◆ Exercise prompt:
Among the entries, which lines carry the string "point"? Copy every one.

◆ Records:
.....

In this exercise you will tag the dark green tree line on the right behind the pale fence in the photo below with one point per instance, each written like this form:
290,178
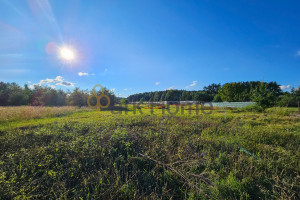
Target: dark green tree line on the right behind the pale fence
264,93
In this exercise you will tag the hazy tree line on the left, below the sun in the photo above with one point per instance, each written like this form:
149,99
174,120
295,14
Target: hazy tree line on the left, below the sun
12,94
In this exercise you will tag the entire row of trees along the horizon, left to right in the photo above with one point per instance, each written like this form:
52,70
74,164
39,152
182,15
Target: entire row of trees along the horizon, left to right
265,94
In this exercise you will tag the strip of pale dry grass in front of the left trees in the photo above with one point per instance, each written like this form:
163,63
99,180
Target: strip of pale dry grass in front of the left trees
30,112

.....

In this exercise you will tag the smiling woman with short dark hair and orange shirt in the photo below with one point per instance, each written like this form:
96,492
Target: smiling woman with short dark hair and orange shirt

.....

◆ Exercise result:
In this exercise you will tag the dark green tree line on the right behind the pale fence in the photo below with one point per instance, each written like this form:
In this exercise you will tag the hazy tree line on the left, below the sun in the photo above with one point per instance, each written like this form:
In this exercise you will tag the entire row of trees along the horizon, left to right in the photo above with one point per instance, each written like this form:
In this exercise you will tag the strip of pale dry grass in front of the left trees in the photo above with one point per instance, each written like this form:
In this exercise you will tag the smiling woman with short dark hair and orange shirt in the photo below with one point per instance, each written like this form:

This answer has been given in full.